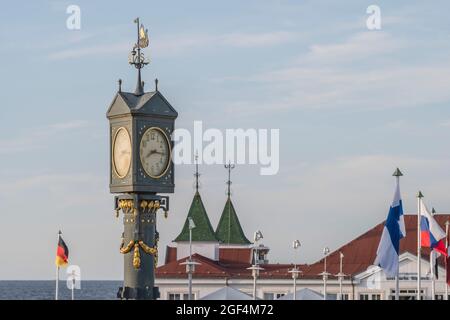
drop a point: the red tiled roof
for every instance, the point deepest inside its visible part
(215, 269)
(359, 254)
(235, 255)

- - - - -

EXERCISE AIM
Retype the text of the data above word for word, leaving out the picture.

SOLUTION TO THIS PROBLEM
drop a point: the red tiled roof
for every instance, the point deepest inside its visible part
(215, 269)
(359, 254)
(235, 255)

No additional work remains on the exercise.